Diatmika Wijayanti
Menurut Kartini
Kartono, masalah sosial merupakan semua bentuk tingkah laku yang melanggar adat
istiadat masyarakat. Suatu masalah dianggap masalah sosial ketika sebagian
besar masyarakat menganggap hal tersebut menganggu, tidak dikehendaki,
berbahaya, dan merugikan banyak orang. Dari pengertian masalah sosial menurut
Kartini Kartono tersebut diketahui bahwa masalah sosial adalah hal yang tidak
diinginkan oleh masyarakat karena menganggu, berbahaya, dan merugikan banyak
orang.
Salah
satu masalah sosial adalah pencemaran lingkungan. Pencemaran lingkungan banyak
terjadi di berbagai daerah, tidak terkecuali di Kalimantan Selatan. Pencemaran
lingkungan adalah tindakan merusak lingkungan baik air, tanah, dan udara yang
dilakukan oleh oknum orang, perusahaan, pabrik, atau lembaga lainnya dan
mengakibatkan ekosistem alam terganggu. Bisa dilihat dan dibuktikan sendiri,
kondisi alam di beberapa daerah di Kalimantan Selatan rusak mengalami
perubahan. Daerah yang awalnya hutan sekarang menjadi gundul, terjadi bencana tanah
longsor, banjir, adanya bekas lubang tambang yang dibiarkan begitu saja, dan
juga banyaknya debu.
Indonesia kaya akan
sumber daya alam, termasuk Provinsi Kalimantan Selatan. Kabupaten Balangan,
Kalimantan Selatan memiliki potensi kekayaan tambang yang jumlahnya berlimpah
dan banyak jenisnya: bijih besi yang mencapai 5.000.000 ton, batu gamping yang
mencapai 400.000.000 meter kubik lebih, pospat
mencapai 25.000 ton, pasir kuarsa yang mencapai 2.000.000.000 ton,
marmer mencapai 2.000.000.000 meter kubik lebih, dan kaolin sebanyak lebih dari
12.000.000 ton. Sementara itu, di Papua cadangan emas mencapai 2, 8 miliar ton.

# KUTIPAN ENTRI
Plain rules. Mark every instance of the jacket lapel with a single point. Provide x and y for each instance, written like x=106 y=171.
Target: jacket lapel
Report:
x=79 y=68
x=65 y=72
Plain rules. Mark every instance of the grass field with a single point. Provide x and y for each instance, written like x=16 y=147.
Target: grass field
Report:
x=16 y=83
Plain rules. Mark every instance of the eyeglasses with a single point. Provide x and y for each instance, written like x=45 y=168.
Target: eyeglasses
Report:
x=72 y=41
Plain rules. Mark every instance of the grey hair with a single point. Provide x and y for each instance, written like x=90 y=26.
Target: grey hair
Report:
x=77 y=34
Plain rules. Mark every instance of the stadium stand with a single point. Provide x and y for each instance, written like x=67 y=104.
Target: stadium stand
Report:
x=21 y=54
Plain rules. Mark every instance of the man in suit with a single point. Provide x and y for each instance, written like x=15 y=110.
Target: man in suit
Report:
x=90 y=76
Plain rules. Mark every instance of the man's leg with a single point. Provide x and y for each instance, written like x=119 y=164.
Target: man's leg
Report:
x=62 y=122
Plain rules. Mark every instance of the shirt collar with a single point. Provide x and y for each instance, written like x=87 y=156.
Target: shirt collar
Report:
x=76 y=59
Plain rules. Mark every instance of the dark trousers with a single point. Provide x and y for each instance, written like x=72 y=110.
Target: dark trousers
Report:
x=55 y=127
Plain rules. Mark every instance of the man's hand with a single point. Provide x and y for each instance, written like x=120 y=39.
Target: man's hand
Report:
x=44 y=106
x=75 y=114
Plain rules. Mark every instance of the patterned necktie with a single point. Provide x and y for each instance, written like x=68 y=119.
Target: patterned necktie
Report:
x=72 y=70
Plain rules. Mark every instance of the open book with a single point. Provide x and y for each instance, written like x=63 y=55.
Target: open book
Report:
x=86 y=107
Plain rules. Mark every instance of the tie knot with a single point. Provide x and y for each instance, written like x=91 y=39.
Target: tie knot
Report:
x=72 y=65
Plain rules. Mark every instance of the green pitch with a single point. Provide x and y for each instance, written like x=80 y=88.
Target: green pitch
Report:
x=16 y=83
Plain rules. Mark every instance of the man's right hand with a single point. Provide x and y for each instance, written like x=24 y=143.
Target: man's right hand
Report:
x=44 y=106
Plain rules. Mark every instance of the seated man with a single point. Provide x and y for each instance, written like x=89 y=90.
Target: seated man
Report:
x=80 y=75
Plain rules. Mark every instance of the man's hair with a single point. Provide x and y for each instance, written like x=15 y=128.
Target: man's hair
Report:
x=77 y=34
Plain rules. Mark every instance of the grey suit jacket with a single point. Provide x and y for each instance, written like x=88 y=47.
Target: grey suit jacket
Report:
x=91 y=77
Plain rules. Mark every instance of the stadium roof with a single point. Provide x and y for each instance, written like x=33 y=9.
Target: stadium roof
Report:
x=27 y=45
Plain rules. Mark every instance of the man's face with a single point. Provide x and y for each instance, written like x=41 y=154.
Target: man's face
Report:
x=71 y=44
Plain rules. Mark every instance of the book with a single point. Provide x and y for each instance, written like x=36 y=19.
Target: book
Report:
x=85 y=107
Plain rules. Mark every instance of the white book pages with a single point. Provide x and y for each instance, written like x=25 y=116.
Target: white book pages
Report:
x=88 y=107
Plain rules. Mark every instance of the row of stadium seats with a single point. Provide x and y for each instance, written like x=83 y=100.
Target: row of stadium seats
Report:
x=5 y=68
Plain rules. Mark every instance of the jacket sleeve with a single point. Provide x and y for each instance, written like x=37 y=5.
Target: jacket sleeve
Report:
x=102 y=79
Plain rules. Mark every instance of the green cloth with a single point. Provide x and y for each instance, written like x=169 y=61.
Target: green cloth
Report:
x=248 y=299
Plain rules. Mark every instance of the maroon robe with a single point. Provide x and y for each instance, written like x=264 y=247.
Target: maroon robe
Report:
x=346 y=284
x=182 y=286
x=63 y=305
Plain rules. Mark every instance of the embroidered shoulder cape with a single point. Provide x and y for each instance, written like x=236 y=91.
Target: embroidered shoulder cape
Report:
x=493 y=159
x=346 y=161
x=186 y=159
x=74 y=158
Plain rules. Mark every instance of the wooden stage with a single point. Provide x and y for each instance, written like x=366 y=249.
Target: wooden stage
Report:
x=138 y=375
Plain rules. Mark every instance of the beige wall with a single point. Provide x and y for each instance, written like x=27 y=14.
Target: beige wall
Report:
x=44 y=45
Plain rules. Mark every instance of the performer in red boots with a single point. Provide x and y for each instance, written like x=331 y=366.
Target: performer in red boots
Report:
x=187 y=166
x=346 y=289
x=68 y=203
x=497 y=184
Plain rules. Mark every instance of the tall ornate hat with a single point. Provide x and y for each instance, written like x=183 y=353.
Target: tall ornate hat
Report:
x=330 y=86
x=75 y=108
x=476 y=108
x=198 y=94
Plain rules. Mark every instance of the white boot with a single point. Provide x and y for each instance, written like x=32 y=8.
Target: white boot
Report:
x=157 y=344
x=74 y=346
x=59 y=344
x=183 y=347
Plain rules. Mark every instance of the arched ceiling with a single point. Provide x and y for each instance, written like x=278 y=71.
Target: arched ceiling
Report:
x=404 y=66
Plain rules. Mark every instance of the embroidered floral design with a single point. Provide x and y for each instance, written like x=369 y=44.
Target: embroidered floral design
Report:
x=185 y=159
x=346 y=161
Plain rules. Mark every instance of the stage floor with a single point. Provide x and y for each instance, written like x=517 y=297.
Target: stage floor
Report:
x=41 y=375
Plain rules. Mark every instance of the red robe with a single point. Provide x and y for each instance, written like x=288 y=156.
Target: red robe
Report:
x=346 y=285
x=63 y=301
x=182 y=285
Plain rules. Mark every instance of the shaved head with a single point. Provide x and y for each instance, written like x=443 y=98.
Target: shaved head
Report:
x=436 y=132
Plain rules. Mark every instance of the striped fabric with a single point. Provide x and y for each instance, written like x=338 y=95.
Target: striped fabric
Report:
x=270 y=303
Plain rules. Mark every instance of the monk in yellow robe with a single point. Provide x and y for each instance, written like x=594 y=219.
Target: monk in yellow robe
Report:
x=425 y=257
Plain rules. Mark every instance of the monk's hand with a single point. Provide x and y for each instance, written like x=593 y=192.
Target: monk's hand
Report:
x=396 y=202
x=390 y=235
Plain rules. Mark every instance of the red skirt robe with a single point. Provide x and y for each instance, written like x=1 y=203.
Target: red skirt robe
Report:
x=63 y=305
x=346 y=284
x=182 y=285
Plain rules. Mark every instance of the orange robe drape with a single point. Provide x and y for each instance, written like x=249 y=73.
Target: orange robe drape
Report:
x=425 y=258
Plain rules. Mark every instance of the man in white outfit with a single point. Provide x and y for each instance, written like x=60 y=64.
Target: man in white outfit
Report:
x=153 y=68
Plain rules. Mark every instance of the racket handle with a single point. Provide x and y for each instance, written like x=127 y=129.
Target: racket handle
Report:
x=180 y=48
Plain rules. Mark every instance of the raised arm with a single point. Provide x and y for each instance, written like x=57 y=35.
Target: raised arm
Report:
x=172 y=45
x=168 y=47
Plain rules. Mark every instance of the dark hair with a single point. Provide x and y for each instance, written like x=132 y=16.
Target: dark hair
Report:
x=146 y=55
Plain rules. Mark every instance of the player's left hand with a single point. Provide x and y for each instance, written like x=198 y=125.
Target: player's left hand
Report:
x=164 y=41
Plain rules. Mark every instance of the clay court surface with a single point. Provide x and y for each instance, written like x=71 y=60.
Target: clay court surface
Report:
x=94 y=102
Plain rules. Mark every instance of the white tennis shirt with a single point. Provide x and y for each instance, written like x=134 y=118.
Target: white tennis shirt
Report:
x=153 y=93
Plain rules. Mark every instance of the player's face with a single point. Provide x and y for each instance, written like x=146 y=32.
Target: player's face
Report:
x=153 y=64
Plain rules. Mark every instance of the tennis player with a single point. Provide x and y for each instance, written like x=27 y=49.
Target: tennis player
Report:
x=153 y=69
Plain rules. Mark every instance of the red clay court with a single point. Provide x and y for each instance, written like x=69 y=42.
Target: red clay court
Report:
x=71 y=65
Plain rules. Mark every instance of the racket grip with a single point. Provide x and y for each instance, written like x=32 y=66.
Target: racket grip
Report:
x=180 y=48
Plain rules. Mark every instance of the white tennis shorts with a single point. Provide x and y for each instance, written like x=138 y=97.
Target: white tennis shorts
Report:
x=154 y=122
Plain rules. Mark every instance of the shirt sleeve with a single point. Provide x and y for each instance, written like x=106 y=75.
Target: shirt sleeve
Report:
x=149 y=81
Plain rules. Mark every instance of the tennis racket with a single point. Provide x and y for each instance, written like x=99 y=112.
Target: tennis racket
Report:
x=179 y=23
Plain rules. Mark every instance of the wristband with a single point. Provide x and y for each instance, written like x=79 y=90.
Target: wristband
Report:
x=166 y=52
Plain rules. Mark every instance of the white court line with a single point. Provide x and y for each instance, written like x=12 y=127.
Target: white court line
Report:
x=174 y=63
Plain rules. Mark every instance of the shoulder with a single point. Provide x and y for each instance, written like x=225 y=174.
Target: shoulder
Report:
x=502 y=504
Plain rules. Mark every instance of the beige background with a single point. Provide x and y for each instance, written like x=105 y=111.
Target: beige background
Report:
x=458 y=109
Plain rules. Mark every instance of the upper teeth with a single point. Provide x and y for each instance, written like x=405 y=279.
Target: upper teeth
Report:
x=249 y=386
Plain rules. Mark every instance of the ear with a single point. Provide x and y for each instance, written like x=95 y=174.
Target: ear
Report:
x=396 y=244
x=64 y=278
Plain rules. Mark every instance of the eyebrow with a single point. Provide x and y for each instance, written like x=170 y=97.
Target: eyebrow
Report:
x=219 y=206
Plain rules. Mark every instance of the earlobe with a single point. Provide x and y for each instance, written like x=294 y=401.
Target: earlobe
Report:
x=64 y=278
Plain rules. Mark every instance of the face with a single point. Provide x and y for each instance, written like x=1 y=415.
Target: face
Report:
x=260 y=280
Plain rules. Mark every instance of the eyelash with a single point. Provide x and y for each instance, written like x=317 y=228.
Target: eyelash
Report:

# TUGAS YANG DIKERJAKAN
**A)** Berapa besar potensi bijih besi di Kabupaten Balangan menurut teks tentang pencemaran lingkungan di Kalimantan Selatan?
**B)** Teruskan teks tentang pencemaran lingkungan di Kalimantan Selatan setelah kalimat terakhirnya.

# JAWABAN PER TUGAS
**A)** Mencapai 5.000.000 ton.

**B)**
Saat ini, emas di Papua ditambang oleh perusahaan produsen emas, Freeport
Mcmoran Copper and Gold, melalui usahanya PT Freeport Indonesia, meskipun
sekarang sebesar 51% saham sudah dimiliki oleh pemerintah Indonesia.
Kembali ke kasus
kerusakan lingkungan di Kalimantan Selatan, studi kasus dari Green Peace, salah
satu organisasi nirlaba yang berfokus pada masalah lingkungan hidup menyebutkan
semenjak beroperasinya PT. Indominco Mandiri di daerah Hulu Sungai Santan,
warga merasakan kualitas air sungai semakin menurun yang memberi dampak
langsung bagi kehidupan masyarakat lokal. Penurunan kualitas sungai yang
ditandai dengan perubahan warna air sungai, diikuti juga dengan matinya
ikan-ikan dan masyarakat juga kerap merasakan gatal-gatal saat mandi
menggunakan air Sungai Santan.
Pencemaran lingkungan
akibat tambang sering dibahas oleh Greenpeace. Pada tahun 2014, Greenpeace
meluncurkan laporan berjudul “Terungkap:
Tambang Batubara Meracuni Air di Kalimantan Selatan”, yang menjelaskan
aktivitas pertambangan batubara yang luas di Provinsi Kalimantan Selatan, telah
merusak sumber air, membahayakan kesehatan, dan masa depan masyarakat setempat.
Laporan tersebut berupa hasil investigasi lapangan Greenpeace selama kurang
lebih enam bulan yang menyajikan bukti kuat perusahaan-perusahaan tambang
batubara melakukan tindakan merusak lingkungan seperti membuang limbah
berbahaya ke dalam sungai dan sumber-sumber air masyarakat serta
melanggar standar nasional untuk pembuangan limbah di pertambangan.
Dalam laporan tersebut
tercatat bahwa duapuluh dua (22) dari duapuluh sembilan (29) sample yang
diambil oleh Greenpeace dari kolam penampungan limbah dan lubang-lubang
bekas tambang dari lima konsesi pertambangan batubara di Kalimantan
Selatan ditemukan bahwa air tersebut memiliki derajat keasaman (pH)
yang sangat rendah, jauh di bawah standar yang ditetapkan pemerintah. Dari
seluruh sampel, 18 diantaranya memiliki derajat keasaman (pH) di bawah 4.
Seluruh sampel yang diambil juga terdeteksi mengandung konsentrasi logam
berat. Tidak menutup kemungkinan, air di lubang bekas tambang mengalami kebocoran
dan berpotensi keluar dari kolam-kolam yang terkontaminasi limbah berbahaya kemudian
masuk ke rawa-rawa, anak sungai dan sungai di sekitarnya.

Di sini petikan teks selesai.